Problem details:
Can you give the data below as a numbered list, one line per item, with blank lines dropped and the pictures left out?
>>>>
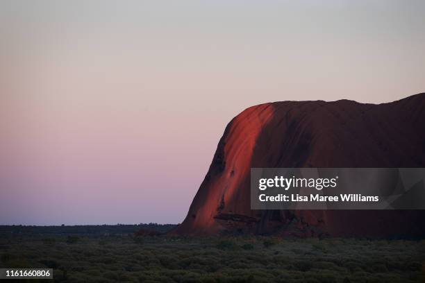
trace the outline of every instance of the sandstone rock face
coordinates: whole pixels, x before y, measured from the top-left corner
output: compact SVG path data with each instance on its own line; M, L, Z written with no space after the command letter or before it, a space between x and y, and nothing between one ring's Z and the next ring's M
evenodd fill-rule
M250 209L251 167L424 167L425 94L379 105L284 101L227 126L178 234L423 237L425 211Z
<<<<
Solved problem:
1. trace the outline of every instance of the sandstone rock face
2. coordinates: whole pixels, x before y, measured from the top-left corner
3. output: compact SVG path data with each instance on its own line; M, L, Z written with no space after the command letter or before it, a space between x and y, and nothing between one ring's Z and the next ring's M
4. evenodd fill-rule
5. M250 209L251 167L424 167L425 94L379 105L284 101L227 126L178 234L423 237L425 211Z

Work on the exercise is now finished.